Here are the records. Write out exactly the lines between the one holding "Target: side mirror" and the one holding "Target: grass patch", inclusive.

[Available data — start]

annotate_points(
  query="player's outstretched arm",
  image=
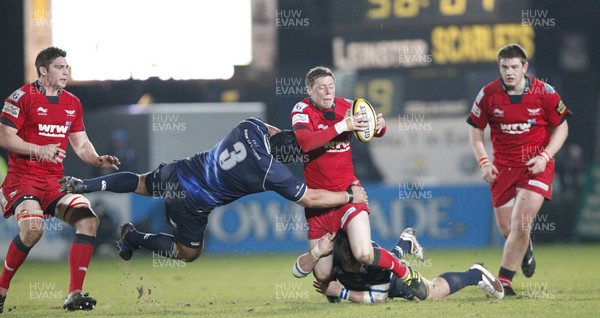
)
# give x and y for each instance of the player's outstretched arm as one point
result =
(558, 136)
(488, 170)
(319, 198)
(335, 289)
(306, 262)
(85, 150)
(10, 141)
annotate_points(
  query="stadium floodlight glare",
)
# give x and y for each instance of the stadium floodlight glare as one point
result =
(139, 39)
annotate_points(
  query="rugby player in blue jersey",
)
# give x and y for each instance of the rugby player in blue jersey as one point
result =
(358, 283)
(242, 163)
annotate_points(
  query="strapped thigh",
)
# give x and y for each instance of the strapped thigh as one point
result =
(28, 214)
(68, 204)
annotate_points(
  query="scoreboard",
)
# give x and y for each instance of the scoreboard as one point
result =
(424, 56)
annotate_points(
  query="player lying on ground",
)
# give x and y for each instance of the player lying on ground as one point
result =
(323, 124)
(37, 123)
(368, 284)
(242, 163)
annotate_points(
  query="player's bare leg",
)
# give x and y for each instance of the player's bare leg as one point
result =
(323, 270)
(359, 236)
(75, 210)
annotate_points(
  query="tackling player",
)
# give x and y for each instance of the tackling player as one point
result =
(528, 126)
(323, 126)
(37, 122)
(240, 164)
(358, 283)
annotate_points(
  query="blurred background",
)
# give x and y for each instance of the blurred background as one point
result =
(161, 80)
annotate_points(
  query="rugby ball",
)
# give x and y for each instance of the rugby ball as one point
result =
(362, 105)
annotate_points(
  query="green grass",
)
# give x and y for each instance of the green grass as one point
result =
(566, 284)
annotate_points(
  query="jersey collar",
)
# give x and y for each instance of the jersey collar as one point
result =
(40, 88)
(525, 89)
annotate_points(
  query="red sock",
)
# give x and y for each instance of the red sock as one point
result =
(384, 259)
(79, 260)
(506, 281)
(16, 255)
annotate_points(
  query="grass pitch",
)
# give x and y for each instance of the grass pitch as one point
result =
(566, 284)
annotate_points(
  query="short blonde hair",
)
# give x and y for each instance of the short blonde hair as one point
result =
(316, 72)
(513, 50)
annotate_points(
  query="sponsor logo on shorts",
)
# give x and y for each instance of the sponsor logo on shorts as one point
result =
(16, 95)
(515, 129)
(539, 184)
(534, 112)
(299, 107)
(299, 118)
(476, 111)
(11, 109)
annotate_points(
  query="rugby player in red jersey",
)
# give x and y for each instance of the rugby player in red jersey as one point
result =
(528, 126)
(37, 122)
(323, 126)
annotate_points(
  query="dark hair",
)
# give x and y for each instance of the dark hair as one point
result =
(343, 257)
(314, 73)
(47, 56)
(285, 148)
(513, 50)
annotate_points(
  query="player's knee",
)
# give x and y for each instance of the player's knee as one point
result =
(187, 254)
(364, 256)
(31, 225)
(321, 275)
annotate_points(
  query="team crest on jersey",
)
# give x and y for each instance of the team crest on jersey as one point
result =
(479, 96)
(16, 95)
(476, 110)
(300, 118)
(299, 107)
(561, 108)
(11, 109)
(549, 88)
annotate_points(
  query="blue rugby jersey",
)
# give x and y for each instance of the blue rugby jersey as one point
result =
(240, 164)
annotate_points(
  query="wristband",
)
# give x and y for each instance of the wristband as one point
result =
(315, 252)
(368, 297)
(546, 156)
(483, 161)
(344, 293)
(342, 126)
(350, 194)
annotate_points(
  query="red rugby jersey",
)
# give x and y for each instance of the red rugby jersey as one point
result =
(521, 129)
(330, 166)
(41, 122)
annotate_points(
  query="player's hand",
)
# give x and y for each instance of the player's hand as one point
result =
(380, 124)
(352, 123)
(49, 153)
(537, 164)
(489, 172)
(360, 195)
(325, 244)
(332, 288)
(107, 161)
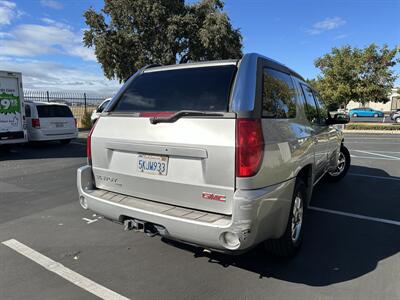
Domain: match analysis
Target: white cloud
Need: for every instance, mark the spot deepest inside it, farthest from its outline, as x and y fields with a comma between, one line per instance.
x=45, y=75
x=325, y=25
x=8, y=11
x=341, y=36
x=52, y=4
x=30, y=40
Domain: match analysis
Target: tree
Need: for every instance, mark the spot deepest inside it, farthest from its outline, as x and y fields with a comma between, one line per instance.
x=361, y=75
x=129, y=34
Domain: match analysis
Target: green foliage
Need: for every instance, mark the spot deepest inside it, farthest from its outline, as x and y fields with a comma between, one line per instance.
x=85, y=121
x=361, y=75
x=129, y=34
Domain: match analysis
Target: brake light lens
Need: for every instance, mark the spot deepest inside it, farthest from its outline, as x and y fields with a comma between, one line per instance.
x=36, y=123
x=89, y=145
x=249, y=147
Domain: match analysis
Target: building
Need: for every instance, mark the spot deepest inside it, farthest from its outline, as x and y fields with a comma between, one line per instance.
x=392, y=104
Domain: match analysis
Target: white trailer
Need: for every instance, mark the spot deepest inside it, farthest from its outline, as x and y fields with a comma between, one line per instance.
x=12, y=114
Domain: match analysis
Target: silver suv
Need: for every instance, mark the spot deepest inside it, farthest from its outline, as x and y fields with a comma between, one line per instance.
x=223, y=154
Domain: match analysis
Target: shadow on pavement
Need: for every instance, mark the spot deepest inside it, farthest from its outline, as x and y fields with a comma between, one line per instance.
x=335, y=248
x=44, y=150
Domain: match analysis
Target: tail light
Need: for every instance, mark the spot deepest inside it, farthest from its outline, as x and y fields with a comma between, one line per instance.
x=36, y=123
x=89, y=145
x=249, y=147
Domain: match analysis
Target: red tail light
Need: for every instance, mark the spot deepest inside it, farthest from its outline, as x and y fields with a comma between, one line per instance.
x=36, y=123
x=249, y=147
x=89, y=145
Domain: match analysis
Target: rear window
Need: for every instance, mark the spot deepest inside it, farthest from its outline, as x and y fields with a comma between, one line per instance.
x=203, y=88
x=54, y=111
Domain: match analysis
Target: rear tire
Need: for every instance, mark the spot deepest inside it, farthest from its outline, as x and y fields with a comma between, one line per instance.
x=343, y=166
x=289, y=243
x=65, y=142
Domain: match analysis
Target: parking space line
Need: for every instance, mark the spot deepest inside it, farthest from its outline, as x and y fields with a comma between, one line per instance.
x=375, y=151
x=341, y=213
x=69, y=275
x=374, y=176
x=370, y=157
x=370, y=143
x=377, y=154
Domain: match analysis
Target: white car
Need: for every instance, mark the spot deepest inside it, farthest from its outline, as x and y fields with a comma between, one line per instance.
x=96, y=113
x=50, y=122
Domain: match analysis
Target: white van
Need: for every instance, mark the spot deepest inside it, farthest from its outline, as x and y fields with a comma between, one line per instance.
x=12, y=123
x=50, y=122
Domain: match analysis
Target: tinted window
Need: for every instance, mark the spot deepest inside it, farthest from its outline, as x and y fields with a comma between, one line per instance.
x=310, y=106
x=278, y=95
x=27, y=111
x=53, y=111
x=204, y=88
x=323, y=110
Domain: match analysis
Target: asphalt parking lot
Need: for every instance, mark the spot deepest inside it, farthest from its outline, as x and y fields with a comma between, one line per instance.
x=351, y=248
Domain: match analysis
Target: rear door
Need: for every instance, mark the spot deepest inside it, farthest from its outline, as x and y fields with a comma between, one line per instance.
x=190, y=161
x=320, y=131
x=55, y=119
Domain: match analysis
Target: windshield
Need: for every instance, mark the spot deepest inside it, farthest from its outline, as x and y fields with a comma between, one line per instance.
x=203, y=88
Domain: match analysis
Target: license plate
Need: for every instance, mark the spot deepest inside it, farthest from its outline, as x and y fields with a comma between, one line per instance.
x=59, y=124
x=152, y=164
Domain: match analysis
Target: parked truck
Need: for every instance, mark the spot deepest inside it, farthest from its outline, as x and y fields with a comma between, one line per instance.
x=12, y=116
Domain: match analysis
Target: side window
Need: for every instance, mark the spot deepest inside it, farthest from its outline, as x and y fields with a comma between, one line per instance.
x=323, y=110
x=27, y=111
x=310, y=108
x=278, y=95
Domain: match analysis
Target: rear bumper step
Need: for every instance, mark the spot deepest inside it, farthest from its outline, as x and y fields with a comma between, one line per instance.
x=257, y=215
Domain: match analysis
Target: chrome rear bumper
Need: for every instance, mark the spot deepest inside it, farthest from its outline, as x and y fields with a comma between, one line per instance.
x=257, y=215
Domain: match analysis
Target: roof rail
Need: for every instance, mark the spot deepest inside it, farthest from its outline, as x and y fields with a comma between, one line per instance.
x=151, y=66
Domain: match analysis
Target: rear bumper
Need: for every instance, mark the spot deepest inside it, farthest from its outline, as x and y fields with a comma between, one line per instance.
x=37, y=135
x=12, y=137
x=257, y=214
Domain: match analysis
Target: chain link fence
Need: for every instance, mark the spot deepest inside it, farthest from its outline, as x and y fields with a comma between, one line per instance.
x=79, y=103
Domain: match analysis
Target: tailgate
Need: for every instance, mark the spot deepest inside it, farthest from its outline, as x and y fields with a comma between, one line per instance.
x=196, y=155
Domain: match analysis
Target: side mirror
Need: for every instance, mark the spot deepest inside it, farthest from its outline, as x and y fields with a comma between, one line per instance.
x=339, y=118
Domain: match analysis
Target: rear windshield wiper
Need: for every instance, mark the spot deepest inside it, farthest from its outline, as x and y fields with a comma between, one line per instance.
x=182, y=113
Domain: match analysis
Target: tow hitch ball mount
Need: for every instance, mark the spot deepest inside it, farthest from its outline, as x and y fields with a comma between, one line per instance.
x=148, y=228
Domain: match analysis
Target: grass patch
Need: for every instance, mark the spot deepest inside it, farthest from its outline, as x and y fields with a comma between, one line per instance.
x=363, y=126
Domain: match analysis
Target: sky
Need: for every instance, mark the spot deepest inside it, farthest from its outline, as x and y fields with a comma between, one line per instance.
x=43, y=38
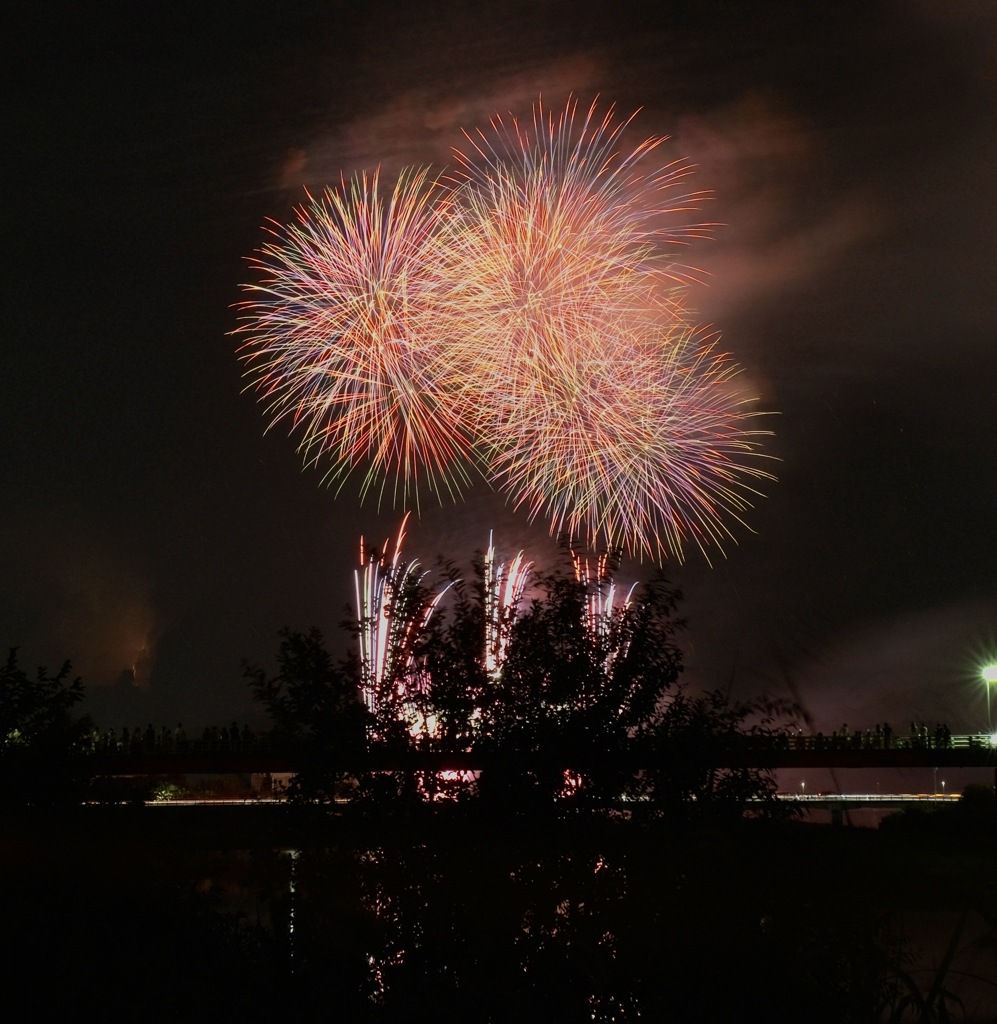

[Available data — finish]

**Answer space**
Target: side mirror
Need: for every instance, mark the spot deepest inside it, farthest from its outline, as x and y fields with a comma between, one line per instance.
x=339, y=118
Domain: match analysis
Target: rear windshield wiper
Need: for every instance, mark the spot deepest inside it, farthest from its outline, as x and y fields with a comma between, one line per instance.
x=182, y=113
Domain: match analysis
Target: tow hitch ball mount
Need: for every instance, mark the spot deepest inside it, farthest from its outline, as x and y fields with a comma between, one line per instance.
x=148, y=228
Domain: match analysis
Target: grass patch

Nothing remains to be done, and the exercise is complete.